§ THE EXERCISE: Give a verbatim repeat of the lines that run from the line containing "In the photo above, where can the dusk" to the end of the data below.

---

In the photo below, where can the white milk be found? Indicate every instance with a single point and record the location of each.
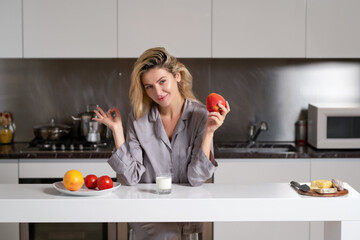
(163, 184)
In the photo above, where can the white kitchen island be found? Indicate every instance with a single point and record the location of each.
(210, 202)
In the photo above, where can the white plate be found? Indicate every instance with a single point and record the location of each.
(84, 191)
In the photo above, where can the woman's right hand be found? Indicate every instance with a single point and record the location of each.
(114, 123)
(111, 121)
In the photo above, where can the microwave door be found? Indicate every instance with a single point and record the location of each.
(343, 127)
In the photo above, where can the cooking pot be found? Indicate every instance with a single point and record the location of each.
(87, 125)
(51, 131)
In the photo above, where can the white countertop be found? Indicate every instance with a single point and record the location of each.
(210, 202)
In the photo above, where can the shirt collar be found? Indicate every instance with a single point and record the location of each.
(188, 109)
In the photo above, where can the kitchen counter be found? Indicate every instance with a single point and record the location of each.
(301, 151)
(210, 202)
(19, 150)
(14, 151)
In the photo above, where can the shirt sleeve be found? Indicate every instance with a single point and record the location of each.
(127, 160)
(200, 167)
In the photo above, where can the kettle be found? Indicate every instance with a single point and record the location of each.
(91, 130)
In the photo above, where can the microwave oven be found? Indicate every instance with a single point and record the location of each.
(334, 126)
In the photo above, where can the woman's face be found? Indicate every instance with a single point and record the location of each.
(161, 86)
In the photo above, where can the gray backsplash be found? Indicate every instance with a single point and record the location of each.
(273, 90)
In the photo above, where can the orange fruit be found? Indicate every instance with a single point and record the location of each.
(73, 180)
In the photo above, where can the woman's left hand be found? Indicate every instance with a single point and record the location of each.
(216, 119)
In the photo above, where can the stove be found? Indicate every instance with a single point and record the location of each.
(67, 145)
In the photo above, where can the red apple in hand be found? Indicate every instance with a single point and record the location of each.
(212, 102)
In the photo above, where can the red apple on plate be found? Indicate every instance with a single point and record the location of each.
(212, 102)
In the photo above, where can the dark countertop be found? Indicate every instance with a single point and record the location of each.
(14, 151)
(18, 150)
(300, 151)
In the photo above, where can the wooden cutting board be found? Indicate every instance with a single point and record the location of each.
(312, 193)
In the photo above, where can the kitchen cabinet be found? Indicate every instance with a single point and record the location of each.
(70, 29)
(9, 174)
(253, 171)
(182, 27)
(259, 28)
(10, 29)
(345, 169)
(333, 29)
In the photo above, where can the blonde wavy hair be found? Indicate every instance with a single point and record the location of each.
(156, 58)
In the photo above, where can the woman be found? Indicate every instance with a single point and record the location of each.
(168, 131)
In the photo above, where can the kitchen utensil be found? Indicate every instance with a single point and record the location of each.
(325, 190)
(303, 187)
(300, 131)
(313, 193)
(94, 134)
(338, 184)
(51, 131)
(85, 120)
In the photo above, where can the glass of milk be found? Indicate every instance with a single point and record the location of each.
(163, 183)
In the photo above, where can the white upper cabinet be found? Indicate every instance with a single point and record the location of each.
(10, 29)
(333, 29)
(70, 29)
(259, 28)
(183, 27)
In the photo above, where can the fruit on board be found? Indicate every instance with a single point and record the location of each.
(212, 101)
(104, 182)
(73, 180)
(321, 184)
(91, 181)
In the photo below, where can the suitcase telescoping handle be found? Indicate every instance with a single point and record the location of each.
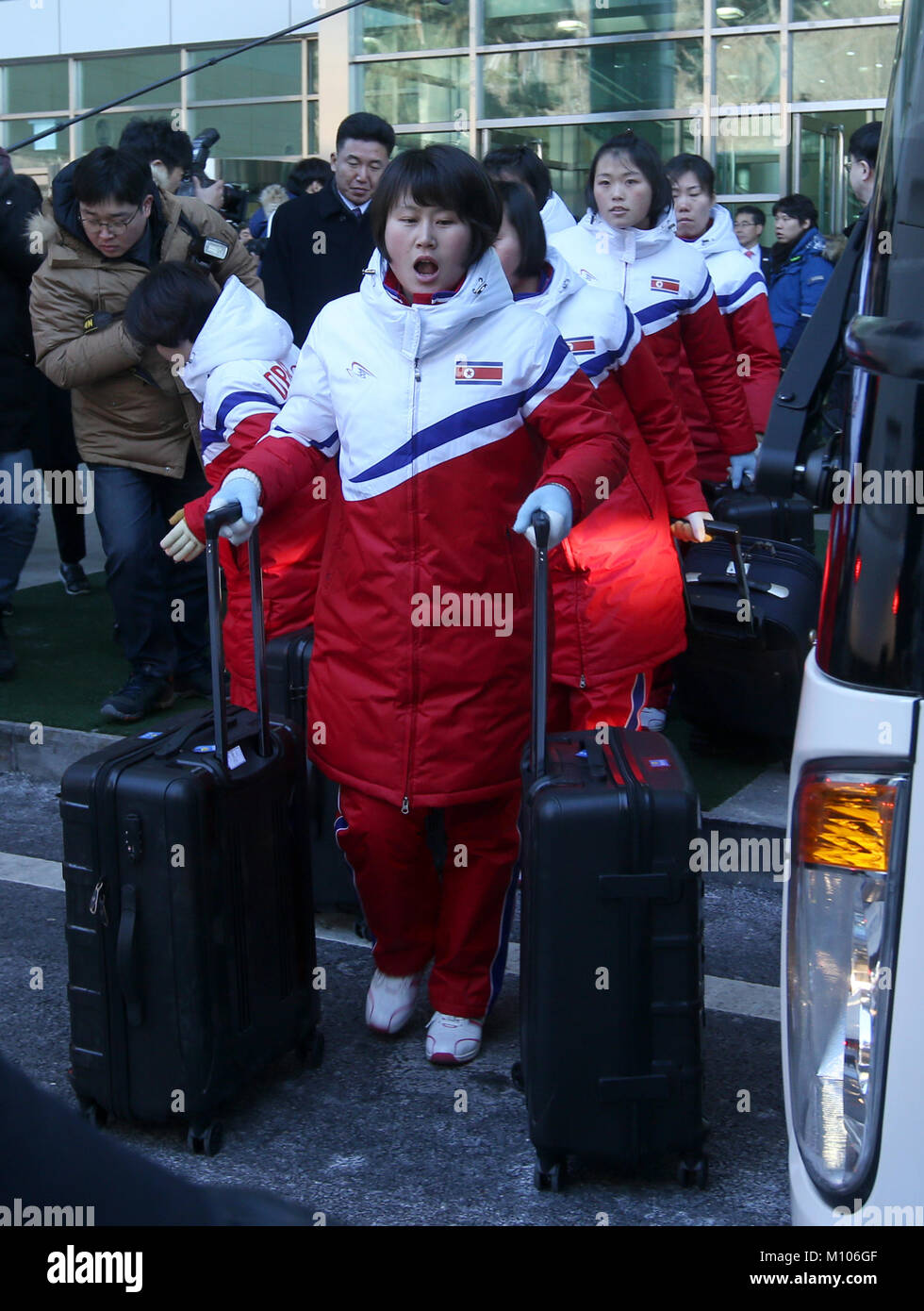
(215, 520)
(732, 534)
(540, 644)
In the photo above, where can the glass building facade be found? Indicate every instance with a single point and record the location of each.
(768, 91)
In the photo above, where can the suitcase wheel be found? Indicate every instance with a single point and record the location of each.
(206, 1142)
(694, 1172)
(93, 1112)
(311, 1049)
(550, 1175)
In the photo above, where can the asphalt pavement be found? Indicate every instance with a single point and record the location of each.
(376, 1136)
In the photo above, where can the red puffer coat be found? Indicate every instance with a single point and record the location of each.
(617, 581)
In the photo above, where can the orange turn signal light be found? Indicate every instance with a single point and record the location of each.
(846, 823)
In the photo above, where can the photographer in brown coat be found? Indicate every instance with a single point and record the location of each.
(133, 417)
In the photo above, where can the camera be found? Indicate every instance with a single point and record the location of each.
(235, 195)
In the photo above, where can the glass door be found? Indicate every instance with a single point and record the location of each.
(818, 168)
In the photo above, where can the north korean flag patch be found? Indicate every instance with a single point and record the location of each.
(480, 372)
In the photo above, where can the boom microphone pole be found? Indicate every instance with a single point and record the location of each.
(197, 68)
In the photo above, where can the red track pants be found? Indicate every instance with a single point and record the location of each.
(459, 918)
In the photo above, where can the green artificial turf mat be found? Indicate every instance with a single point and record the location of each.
(716, 776)
(68, 661)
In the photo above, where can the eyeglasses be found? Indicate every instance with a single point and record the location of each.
(116, 227)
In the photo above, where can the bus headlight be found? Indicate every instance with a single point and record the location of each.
(843, 913)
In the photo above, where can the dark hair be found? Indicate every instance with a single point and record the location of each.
(695, 164)
(306, 172)
(171, 305)
(157, 140)
(866, 143)
(755, 211)
(797, 207)
(524, 165)
(366, 127)
(443, 175)
(647, 160)
(107, 172)
(520, 206)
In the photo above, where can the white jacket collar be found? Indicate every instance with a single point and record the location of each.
(426, 328)
(719, 236)
(631, 244)
(564, 283)
(240, 326)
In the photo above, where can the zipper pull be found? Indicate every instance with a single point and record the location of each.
(98, 903)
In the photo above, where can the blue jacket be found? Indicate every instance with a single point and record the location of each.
(796, 289)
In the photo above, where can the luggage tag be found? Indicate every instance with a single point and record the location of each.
(235, 755)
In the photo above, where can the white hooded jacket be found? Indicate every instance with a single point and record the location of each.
(554, 214)
(733, 274)
(240, 366)
(658, 275)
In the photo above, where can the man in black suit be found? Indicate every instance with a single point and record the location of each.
(320, 244)
(749, 228)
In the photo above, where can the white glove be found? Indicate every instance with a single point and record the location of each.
(743, 466)
(181, 541)
(557, 504)
(244, 487)
(692, 527)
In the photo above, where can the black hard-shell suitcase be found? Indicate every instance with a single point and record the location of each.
(773, 518)
(752, 610)
(190, 935)
(288, 659)
(611, 957)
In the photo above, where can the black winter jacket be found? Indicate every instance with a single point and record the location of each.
(20, 396)
(316, 252)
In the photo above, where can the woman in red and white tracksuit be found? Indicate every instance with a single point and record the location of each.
(239, 360)
(627, 242)
(742, 299)
(442, 402)
(619, 610)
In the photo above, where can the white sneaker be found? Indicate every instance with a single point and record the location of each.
(390, 1001)
(453, 1038)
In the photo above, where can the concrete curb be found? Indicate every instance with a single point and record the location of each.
(43, 752)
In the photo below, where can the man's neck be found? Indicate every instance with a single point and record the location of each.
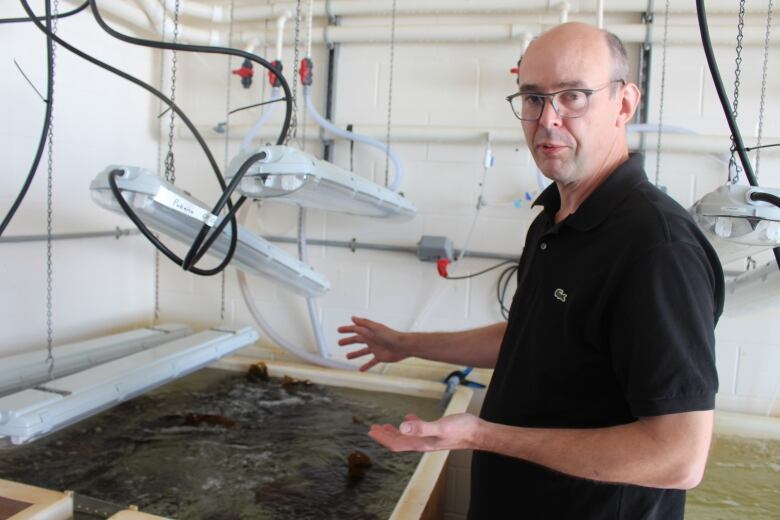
(574, 193)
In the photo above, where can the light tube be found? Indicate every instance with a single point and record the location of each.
(736, 225)
(169, 210)
(295, 177)
(35, 412)
(30, 368)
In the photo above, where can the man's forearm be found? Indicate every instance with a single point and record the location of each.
(664, 452)
(475, 347)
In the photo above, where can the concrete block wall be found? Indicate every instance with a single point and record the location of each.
(107, 285)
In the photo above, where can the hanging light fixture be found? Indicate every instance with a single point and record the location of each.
(739, 220)
(31, 368)
(166, 208)
(295, 177)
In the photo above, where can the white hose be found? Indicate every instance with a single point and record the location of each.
(311, 304)
(345, 134)
(266, 327)
(246, 144)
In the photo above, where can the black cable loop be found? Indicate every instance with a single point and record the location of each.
(148, 88)
(196, 246)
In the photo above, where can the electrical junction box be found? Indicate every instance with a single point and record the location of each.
(432, 248)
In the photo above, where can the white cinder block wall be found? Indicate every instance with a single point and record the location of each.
(106, 285)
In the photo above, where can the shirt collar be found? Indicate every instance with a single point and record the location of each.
(602, 201)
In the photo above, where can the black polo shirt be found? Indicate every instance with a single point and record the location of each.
(613, 319)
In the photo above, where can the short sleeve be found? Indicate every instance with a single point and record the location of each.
(662, 332)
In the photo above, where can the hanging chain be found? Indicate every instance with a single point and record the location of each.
(293, 132)
(49, 205)
(159, 168)
(390, 94)
(763, 86)
(170, 166)
(734, 168)
(227, 143)
(662, 96)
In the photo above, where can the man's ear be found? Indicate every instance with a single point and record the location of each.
(629, 100)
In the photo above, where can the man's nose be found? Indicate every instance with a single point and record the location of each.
(549, 116)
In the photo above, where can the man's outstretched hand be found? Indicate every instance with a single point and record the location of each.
(453, 432)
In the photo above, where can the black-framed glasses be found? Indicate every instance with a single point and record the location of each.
(568, 103)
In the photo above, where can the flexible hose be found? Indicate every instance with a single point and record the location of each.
(246, 144)
(345, 134)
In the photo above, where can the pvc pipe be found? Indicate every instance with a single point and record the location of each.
(417, 7)
(280, 23)
(246, 144)
(117, 233)
(345, 134)
(600, 14)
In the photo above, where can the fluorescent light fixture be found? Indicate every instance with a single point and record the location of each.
(30, 368)
(295, 177)
(169, 210)
(35, 412)
(736, 224)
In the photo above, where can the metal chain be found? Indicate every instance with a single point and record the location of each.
(170, 166)
(293, 132)
(662, 96)
(49, 205)
(227, 141)
(390, 94)
(159, 171)
(763, 86)
(734, 168)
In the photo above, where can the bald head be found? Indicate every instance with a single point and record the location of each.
(577, 47)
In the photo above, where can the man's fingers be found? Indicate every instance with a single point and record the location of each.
(358, 353)
(369, 365)
(350, 340)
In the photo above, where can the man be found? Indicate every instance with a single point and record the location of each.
(601, 402)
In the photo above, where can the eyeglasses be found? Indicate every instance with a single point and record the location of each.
(569, 103)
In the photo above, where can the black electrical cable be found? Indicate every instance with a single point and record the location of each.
(193, 255)
(766, 197)
(42, 18)
(721, 90)
(466, 277)
(196, 246)
(154, 240)
(152, 90)
(502, 286)
(257, 105)
(46, 122)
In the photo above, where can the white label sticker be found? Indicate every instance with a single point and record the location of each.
(177, 203)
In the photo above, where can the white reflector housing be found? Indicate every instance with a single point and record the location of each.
(31, 413)
(295, 177)
(736, 225)
(30, 368)
(167, 209)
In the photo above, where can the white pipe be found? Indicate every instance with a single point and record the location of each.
(683, 143)
(254, 13)
(311, 304)
(344, 134)
(307, 356)
(280, 22)
(563, 12)
(600, 14)
(246, 144)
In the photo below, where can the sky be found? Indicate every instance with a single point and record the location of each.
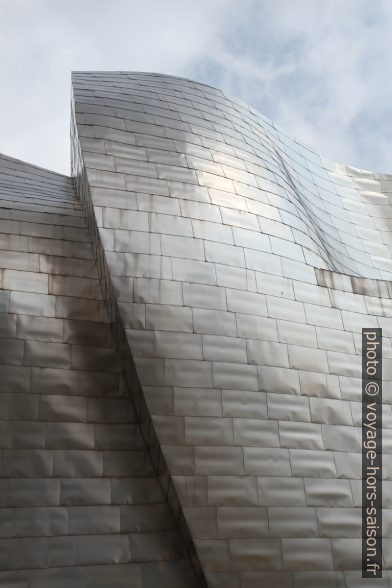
(322, 70)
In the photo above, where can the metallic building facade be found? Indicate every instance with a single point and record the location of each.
(181, 386)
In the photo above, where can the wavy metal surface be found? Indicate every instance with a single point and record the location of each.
(243, 266)
(80, 503)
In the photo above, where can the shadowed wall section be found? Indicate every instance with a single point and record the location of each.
(80, 501)
(239, 268)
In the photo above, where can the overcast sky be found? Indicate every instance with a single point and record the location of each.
(320, 68)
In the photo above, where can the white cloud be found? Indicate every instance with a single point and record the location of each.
(319, 69)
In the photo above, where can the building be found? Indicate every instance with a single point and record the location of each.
(181, 349)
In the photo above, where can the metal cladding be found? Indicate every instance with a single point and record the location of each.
(80, 504)
(236, 268)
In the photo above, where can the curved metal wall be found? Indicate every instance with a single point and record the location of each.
(244, 266)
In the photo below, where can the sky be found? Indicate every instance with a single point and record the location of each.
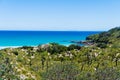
(59, 15)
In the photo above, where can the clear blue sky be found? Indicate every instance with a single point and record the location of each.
(80, 15)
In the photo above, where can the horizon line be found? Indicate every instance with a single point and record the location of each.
(55, 30)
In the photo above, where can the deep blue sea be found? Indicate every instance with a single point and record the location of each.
(34, 38)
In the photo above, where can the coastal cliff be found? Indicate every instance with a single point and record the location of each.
(57, 62)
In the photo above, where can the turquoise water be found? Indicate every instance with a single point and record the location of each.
(34, 38)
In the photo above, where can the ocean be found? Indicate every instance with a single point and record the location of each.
(34, 38)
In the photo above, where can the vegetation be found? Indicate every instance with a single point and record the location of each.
(100, 61)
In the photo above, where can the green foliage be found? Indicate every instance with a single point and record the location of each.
(66, 71)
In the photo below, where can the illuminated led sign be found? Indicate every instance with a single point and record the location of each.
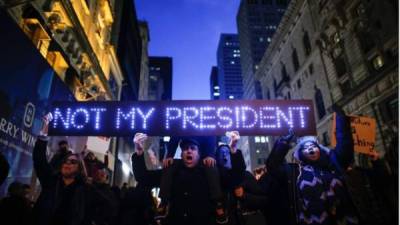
(171, 118)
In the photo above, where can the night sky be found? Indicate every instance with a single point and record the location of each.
(188, 31)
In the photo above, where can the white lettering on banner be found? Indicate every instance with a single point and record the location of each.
(245, 117)
(179, 118)
(16, 133)
(9, 128)
(28, 138)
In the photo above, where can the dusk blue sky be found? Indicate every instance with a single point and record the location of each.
(188, 31)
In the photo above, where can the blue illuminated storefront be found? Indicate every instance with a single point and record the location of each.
(27, 87)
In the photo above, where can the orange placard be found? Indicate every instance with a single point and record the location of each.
(364, 133)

---

§ THE REPLY:
In the photo above, where can the dusk blue sky be found? Indicate every instance with a single point and record the location of each.
(188, 31)
In the photo above, where can the blue illuminated storefront be found? Indicate every instance with a single point and record the location of each.
(27, 87)
In the photo above, where can the orange placard be found? Indicate every instance with a single point and record the location of each.
(364, 133)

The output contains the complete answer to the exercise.